Records:
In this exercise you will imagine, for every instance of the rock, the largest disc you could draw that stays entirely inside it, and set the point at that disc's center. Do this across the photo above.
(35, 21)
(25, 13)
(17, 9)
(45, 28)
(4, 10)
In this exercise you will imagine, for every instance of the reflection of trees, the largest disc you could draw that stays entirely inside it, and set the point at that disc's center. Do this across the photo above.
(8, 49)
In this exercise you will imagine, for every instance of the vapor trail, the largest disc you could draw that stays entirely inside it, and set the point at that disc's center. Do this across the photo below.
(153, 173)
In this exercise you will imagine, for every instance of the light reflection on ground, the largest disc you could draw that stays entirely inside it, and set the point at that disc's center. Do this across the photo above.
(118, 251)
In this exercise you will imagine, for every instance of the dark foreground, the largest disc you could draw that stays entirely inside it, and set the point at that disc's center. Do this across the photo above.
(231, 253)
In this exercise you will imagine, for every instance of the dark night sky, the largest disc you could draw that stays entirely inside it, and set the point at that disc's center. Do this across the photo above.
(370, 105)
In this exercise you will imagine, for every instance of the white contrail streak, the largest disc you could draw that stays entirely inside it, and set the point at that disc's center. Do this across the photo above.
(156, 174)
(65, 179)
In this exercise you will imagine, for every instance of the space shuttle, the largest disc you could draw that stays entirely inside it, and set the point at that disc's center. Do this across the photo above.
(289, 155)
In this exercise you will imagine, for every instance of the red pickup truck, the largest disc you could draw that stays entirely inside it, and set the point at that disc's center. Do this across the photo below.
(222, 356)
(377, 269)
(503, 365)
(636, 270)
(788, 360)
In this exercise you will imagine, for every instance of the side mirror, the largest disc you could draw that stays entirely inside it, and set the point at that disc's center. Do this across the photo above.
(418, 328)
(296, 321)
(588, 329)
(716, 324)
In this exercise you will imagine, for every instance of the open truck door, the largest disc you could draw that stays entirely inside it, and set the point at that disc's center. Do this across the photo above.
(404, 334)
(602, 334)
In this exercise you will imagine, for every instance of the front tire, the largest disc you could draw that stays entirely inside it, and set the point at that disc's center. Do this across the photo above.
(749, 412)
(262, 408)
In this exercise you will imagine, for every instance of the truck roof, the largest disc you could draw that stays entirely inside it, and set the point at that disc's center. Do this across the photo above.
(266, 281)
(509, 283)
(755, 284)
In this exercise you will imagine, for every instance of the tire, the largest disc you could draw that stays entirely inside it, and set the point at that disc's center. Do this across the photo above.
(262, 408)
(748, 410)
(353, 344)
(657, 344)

Stated problem: All of the lines above must be returned exactly.

Task response:
In this exercise you will imagine, for every instance of the rock, the largest disc you could draw that stays entirely inside it, and set the point at that disc's center. Do this across the photo above.
(35, 21)
(25, 13)
(17, 9)
(45, 28)
(4, 10)
In this exercise you will imagine, for every instance of the reflection of trees, the largest disc you could draw that stays entirely inside it, and set the point at that disc's center. Do this across the photo above.
(8, 49)
In this exercise you will imagine, for every instance of the vapor trail, the largest disc you could draw that stays entirely inside it, and set the point at that disc's center. Do this across the photo below.
(153, 173)
In this exercise you will imagine, for every instance of the light reflection on ground, the largest disc you could draw that stays entirely inside it, and set the point at that disc's center. Do this across the photo above.
(118, 251)
In this exercise you will imagine, for every instance of the dark foreground, the largest disc you could draw that stays entirely inside it, and set the point at that disc's center. Do this across the photo above.
(231, 253)
In this exercise you will imagine, for every instance of the dark night sky, the largest disc you could draw that stays entirely inside it, and set the point at that disc's center. Do this across the photo above.
(370, 105)
In this exercise you will imagine, for every instance of the white contrail streak, the largest disc you could draw that stays entirely inside it, and set the point at that disc's center. Do this across the photo above.
(156, 174)
(65, 179)
In this exercise you will imagine, for every instance of the space shuttle, the largest disc you could draw that stays entirely inside it, and set the point at that disc's center. Do this across the photo above.
(289, 155)
In this exercise you will imagine, for every instance of the red pickup truck, the largest disc you could draw that stays entirely inside it, and set the point at that disc's center. Do this across the photo below.
(222, 356)
(377, 269)
(503, 365)
(636, 270)
(788, 360)
In this exercise you will imagine, for every instance of the side mirror, the largest disc you could draw that stays entirely inside it, and set the point at that disc's center. Do this across the photo above.
(418, 328)
(296, 321)
(588, 329)
(716, 324)
In this exercise you will imagine, for every instance of the open truck door, the largest disc you could draw that stays entirely inside it, and set the point at that disc's center. Do this across the photo above.
(404, 334)
(602, 334)
In this exercise you will imagine, for every instance of the front tire, the largest disc you could draw that stays entirely inside it, and set the point at that disc's center. Do this across the photo above.
(749, 412)
(262, 408)
In this exercise you will imagine, for every instance of the truck roof, the largest disc you could draw that stays entirely inside it, and set the point at that disc's center. Do this across the photo above.
(266, 281)
(509, 283)
(755, 284)
In this exercise you will imagine, for every instance of the tire, the largest disc you could draw that stays entirely inside it, and set the point at that disc's center. Do this across the photo above.
(262, 408)
(748, 410)
(353, 344)
(657, 344)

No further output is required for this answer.